# piranha hybrids



## The Predator (Sep 28, 2005)

can piranhas hybrid? Anyone have pics?

off topic: can cyprinids hybrid?


----------



## Ex0dus (Jun 29, 2005)

I think the rule to producing off spring is as long as they are in the same genus? I could be wrong tho. Check it out on google.


----------



## harrykaa (Jan 10, 2005)

Ex0dus said:


> I think the rule to producing off spring is as long as they are in the same genus? I could be wrong tho. Check it out on google.


Ex0dus,

No it isn't.

The species definition in biology says that differerent populations (and also geographical variations) of the same species can breed together and have offspring capable of reproduction.
This is theory.

This means that different species (even though from the same genus) cannot produce offspring that is capable of reproduction. They may have offspring, but that is infertile offspring.

Regards,


----------



## piranha1991 (Sep 17, 2005)

interesting id like to see some people try this with pics


----------



## The Predator (Sep 28, 2005)

I know CA cichlids, sunfish, and certain livebearers can hybrid.


----------



## Ex0dus (Jun 29, 2005)

Harry,
Yes Im aware that they woudl be serile in those circumstances. For instance a liger/tigon or a mule. But in those instances i thought the horse/donkey were in the same genus, therefore the rule woudl apply in that case where two diffrent species can repoduce an offspring although it woudl be infertile.


----------



## The Predator (Sep 28, 2005)

Ex0dus said:


> Harry,
> Yes Im aware that they woudl be serile in those circumstances. For instance a liger/tigon or a mule. But in those instances i thought the horse/donkey were in the same genus, therefore the rule woudl apply in that case where two diffrent species can repoduce an offspring although it woudl be infertile.

SUPPLIED MATERIAL —

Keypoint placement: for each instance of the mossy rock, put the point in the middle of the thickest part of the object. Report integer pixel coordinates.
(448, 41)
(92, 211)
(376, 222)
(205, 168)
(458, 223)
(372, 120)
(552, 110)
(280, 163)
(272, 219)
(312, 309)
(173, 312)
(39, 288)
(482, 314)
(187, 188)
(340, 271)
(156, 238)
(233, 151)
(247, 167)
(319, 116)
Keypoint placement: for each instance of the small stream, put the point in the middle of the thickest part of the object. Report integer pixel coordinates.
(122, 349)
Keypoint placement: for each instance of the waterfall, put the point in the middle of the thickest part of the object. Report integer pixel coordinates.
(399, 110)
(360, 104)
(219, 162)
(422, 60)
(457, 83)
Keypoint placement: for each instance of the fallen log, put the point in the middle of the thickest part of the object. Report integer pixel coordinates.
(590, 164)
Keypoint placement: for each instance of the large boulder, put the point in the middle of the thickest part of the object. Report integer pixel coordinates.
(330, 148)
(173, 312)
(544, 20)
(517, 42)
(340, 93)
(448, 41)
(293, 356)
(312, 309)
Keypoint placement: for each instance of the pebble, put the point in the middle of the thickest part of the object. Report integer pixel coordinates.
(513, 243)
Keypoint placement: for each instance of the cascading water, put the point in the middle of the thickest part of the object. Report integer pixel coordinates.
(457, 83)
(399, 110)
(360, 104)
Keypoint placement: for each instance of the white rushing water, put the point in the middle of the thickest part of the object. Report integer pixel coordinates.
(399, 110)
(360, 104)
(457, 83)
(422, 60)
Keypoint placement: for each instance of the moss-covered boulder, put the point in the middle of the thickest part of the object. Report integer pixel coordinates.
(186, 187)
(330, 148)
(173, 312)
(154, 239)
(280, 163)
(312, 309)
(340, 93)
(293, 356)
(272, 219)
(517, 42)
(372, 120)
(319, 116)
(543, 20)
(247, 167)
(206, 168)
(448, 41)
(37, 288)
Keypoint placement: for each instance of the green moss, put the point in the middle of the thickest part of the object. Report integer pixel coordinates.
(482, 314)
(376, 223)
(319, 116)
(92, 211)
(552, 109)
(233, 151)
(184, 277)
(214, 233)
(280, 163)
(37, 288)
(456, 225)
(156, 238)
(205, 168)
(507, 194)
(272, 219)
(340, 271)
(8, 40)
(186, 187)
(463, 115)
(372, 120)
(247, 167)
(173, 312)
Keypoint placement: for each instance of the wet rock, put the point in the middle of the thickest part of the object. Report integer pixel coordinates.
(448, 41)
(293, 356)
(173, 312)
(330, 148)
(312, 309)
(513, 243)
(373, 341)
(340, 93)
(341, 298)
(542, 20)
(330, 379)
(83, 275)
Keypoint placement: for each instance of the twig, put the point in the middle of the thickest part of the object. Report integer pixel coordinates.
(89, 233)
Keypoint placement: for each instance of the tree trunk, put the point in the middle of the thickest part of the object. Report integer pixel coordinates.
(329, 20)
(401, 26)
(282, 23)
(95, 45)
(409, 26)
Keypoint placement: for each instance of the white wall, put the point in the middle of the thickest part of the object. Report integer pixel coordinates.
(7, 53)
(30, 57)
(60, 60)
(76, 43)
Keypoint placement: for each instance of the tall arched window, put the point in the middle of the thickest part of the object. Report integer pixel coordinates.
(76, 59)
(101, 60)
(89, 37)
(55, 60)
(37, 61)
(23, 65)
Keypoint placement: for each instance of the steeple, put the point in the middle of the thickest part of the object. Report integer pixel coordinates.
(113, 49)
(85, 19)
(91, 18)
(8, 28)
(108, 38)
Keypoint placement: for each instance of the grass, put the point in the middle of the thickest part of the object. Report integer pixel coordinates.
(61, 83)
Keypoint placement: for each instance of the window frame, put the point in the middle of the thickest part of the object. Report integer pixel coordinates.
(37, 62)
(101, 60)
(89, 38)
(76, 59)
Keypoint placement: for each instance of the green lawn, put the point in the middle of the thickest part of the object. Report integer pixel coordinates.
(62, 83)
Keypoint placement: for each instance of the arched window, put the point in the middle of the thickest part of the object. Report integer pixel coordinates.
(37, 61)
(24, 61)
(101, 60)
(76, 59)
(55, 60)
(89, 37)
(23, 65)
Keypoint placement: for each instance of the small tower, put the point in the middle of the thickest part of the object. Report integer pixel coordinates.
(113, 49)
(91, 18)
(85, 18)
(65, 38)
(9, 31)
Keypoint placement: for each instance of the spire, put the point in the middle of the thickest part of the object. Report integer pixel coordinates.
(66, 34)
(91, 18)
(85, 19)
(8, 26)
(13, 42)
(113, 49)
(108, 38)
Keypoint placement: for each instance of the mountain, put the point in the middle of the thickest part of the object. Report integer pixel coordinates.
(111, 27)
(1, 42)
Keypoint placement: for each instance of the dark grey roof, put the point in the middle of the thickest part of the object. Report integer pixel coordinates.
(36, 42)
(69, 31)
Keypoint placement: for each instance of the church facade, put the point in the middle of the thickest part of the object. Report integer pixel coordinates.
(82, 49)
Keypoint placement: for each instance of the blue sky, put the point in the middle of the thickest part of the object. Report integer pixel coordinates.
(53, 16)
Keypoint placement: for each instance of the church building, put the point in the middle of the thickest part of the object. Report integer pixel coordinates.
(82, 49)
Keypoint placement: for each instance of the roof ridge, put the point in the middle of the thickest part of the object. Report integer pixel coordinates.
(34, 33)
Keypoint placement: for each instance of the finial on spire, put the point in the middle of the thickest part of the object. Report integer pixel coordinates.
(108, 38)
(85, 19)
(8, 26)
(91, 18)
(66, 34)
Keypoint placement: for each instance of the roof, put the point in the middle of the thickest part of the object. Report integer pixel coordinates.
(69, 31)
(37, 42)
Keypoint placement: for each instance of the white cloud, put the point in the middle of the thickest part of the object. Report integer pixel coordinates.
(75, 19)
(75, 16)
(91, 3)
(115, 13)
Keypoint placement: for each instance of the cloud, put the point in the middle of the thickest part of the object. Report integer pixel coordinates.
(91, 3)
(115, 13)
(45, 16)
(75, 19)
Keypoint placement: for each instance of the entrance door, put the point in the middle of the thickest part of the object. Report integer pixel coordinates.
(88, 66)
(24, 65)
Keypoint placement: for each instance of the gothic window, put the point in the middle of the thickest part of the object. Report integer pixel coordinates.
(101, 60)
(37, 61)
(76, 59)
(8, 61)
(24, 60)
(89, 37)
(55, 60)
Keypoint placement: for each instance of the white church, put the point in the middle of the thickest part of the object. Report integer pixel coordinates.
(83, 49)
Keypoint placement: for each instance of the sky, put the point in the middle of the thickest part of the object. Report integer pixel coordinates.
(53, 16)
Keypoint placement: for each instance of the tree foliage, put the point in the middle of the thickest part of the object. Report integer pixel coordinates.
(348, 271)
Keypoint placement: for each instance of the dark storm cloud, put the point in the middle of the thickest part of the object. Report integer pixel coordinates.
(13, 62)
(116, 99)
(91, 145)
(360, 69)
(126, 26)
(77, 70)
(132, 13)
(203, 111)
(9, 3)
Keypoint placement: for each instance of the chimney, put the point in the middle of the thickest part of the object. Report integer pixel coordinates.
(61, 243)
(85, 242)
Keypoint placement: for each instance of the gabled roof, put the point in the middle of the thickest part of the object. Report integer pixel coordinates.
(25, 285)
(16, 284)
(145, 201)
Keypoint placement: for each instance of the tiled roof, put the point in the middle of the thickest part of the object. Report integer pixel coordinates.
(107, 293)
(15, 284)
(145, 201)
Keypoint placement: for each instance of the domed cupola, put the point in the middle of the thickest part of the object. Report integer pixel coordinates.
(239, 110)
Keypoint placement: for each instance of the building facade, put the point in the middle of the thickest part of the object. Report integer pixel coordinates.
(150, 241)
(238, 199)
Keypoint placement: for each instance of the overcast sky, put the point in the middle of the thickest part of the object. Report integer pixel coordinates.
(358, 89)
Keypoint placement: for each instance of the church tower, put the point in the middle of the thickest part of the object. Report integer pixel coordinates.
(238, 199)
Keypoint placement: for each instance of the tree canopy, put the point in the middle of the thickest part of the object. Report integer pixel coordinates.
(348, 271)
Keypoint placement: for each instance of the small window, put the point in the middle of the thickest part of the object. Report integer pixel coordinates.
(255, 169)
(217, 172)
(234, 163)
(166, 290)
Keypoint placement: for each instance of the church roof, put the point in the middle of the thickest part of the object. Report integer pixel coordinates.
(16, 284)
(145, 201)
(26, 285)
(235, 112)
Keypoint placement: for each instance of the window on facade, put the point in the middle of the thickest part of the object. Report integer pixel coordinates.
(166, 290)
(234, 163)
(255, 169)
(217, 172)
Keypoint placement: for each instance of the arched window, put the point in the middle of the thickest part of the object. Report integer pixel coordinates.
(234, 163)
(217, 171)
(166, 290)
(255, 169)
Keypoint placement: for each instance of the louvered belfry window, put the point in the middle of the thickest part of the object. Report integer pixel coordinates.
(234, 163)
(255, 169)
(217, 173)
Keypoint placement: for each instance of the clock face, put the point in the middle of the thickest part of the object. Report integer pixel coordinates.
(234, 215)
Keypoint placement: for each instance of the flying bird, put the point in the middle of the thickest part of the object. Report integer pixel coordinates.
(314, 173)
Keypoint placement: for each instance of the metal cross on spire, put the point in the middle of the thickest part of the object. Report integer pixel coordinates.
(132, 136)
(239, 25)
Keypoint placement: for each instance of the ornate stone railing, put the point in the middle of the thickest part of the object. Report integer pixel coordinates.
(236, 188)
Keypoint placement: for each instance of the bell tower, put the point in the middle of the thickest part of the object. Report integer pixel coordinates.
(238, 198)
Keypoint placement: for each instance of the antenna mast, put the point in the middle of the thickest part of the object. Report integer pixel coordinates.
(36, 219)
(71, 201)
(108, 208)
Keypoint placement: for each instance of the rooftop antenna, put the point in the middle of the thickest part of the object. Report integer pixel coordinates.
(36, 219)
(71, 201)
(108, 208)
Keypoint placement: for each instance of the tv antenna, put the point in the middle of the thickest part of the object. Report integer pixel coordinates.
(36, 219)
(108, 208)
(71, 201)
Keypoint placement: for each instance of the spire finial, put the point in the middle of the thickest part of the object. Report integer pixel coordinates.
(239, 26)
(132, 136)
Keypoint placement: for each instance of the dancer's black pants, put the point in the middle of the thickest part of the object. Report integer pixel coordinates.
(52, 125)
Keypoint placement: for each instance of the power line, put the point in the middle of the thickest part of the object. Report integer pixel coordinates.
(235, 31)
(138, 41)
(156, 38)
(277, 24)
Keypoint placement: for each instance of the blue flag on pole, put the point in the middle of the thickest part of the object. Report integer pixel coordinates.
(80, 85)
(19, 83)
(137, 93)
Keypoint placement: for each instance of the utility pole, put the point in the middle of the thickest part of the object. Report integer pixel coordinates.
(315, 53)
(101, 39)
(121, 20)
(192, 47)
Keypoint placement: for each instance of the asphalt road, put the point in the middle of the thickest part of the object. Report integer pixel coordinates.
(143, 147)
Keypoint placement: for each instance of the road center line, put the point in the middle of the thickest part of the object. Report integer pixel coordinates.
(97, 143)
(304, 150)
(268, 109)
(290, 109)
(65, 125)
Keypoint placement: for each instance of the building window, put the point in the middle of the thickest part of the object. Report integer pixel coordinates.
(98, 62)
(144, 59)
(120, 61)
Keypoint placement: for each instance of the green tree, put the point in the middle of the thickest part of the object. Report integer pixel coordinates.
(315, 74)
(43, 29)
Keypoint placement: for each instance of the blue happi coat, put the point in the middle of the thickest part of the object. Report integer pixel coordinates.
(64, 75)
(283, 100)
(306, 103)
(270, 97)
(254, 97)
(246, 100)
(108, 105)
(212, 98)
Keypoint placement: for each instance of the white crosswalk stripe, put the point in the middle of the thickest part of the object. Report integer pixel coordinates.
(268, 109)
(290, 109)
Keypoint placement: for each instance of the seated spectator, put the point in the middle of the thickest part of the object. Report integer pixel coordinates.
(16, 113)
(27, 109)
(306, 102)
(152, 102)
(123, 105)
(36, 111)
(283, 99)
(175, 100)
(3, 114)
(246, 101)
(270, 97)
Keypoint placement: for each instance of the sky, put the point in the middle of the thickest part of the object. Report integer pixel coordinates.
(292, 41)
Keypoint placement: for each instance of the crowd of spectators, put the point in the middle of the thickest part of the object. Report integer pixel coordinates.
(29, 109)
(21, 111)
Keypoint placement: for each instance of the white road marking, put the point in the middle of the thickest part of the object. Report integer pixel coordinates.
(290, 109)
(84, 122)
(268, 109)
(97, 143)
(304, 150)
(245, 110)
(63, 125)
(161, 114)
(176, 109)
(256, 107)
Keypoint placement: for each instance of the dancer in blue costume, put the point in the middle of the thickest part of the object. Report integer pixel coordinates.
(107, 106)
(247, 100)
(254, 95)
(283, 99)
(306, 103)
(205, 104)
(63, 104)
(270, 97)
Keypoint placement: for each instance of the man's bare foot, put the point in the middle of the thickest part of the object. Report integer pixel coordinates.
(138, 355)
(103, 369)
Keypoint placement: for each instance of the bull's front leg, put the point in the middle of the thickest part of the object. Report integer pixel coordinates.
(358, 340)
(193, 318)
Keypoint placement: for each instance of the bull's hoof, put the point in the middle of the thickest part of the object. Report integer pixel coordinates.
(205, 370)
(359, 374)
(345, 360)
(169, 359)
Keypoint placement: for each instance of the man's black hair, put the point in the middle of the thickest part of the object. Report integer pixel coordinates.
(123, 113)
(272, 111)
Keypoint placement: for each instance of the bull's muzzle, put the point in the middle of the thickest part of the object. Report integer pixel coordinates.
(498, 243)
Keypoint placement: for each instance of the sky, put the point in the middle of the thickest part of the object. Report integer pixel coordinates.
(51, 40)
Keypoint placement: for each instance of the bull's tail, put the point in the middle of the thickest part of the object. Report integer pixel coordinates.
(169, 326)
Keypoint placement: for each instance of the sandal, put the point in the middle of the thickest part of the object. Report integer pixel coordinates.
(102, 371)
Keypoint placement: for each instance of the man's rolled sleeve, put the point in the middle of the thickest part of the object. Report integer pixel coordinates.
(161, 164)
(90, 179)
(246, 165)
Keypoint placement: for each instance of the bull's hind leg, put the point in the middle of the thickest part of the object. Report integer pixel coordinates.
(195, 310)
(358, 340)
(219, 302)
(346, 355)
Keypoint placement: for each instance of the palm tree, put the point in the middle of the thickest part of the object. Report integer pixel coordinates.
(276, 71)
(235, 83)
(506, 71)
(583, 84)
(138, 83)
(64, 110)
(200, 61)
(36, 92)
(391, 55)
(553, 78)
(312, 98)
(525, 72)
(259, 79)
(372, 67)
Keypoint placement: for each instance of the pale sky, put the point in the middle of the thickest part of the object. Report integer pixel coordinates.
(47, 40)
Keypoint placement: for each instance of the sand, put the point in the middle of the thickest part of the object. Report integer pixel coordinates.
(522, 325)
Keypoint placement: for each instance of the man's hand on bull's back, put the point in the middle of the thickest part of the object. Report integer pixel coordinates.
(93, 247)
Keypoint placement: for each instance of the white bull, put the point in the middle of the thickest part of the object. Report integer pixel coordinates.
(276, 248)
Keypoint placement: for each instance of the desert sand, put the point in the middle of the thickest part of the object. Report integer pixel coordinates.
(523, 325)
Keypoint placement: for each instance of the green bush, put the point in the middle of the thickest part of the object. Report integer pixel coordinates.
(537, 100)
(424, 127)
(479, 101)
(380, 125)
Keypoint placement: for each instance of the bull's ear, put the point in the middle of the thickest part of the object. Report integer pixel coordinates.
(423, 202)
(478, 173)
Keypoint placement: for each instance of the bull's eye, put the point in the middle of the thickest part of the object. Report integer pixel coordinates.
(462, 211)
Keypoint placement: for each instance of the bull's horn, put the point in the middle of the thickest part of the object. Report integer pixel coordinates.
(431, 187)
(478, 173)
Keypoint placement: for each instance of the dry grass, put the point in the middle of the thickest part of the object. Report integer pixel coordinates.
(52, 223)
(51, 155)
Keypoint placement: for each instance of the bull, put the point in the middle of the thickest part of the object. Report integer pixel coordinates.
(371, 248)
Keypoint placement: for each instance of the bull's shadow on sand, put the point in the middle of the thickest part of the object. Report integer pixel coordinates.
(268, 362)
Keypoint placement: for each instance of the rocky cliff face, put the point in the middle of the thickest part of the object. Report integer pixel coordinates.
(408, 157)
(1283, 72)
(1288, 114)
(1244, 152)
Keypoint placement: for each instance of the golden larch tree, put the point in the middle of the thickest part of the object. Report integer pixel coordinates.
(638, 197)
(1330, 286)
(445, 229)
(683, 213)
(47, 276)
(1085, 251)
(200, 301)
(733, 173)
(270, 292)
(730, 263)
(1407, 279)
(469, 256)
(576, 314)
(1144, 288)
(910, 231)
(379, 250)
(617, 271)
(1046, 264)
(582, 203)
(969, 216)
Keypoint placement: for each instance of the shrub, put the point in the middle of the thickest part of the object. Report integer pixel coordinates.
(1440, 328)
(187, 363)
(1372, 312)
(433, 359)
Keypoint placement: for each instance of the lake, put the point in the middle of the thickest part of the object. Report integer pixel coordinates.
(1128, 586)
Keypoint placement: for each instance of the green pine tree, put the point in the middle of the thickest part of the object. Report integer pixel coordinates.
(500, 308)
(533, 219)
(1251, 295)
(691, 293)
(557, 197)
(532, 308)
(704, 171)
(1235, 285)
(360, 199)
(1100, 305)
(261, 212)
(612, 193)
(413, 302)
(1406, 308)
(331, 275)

TASKS —
[A] Repeat the part of the piranha hybrids thread starting at "## harrykaa (Jan" and ending at "No it isn't.".
[B] Carry on the piranha hybrids thread from its last line.
The items have no connection to the piranha hybrids thread.

RESPONSES FOR EACH TASK —
[A]
## harrykaa (Jan 10, 2005)

Ex0dus said:


> I think the rule to producing off spring is as long as they are in the same genus? I could be wrong tho. Check it out on google.


Ex0dus,

No it isn't.

[B]
true. a guppie and mollie form a muppie or gollie.

I cant believe I believed a guy that said there was a tilapia x uaru in florida. They are too different.


----------



## Uncle Rico (Sep 4, 2005)

Scott C said:


> Harry,
> Yes Im aware that they woudl be serile in those circumstances. For instance a liger/tigon or a mule. But in those instances i thought the horse/donkey were in the same genus, therefore the rule woudl apply in that case where two diffrent species can repoduce an offspring although it woudl be infertile.


true. a guppie and mollie form a muppie or gollie.

I cant believe I believed a guy that said there was a tilapia x uaru in florida. They are too different.
[/quote]

Are you serious? Guppies and mollies produce offspring? Anyone else want to confirm this. That is pretty weird.


----------



## aznkon (Apr 27, 2004)

i've heard of it but i've never seen it myself. but i would be quite interested to see some p's crossbred too. i've taken bio before and the truth is that most animals that crossbreed are sterlie. HOWEVER, this is a big however, that is not always the case. as we can see with flowerhorns, blood parrots (yes they can breed), and many other chiclids in the trade. i forgot the reason why animals like mules and ligers/tigons cannot but it has alot to do with the differnece of some strands amnio acids in the sperm and egg. again i do not remember the exact reason but that's from what i can remember.


----------



## The Predator (Sep 28, 2005)

why can flowerhorns or ex: JD x Blood parrot breed but not plain blood parrots? redhead and midas (parrot parents) are both cichlasolmines.


----------



## aznkon (Apr 27, 2004)

the male blood parrot in most cases are sterile. all/most female blood parrots are able to breed. this is as far as i know. breeders are the ones that make the blood parrots sterile. so in most cases a sterile male blood parrot is easily worth double the price of a normal blood parrot. i hope that answers ur question. if not then i guess i read the question incorrectly.


----------



## Slim (Jan 9, 2005)

How did Piranha Hybrid turn into cichlid hybrids?


----------



## aznkon (Apr 27, 2004)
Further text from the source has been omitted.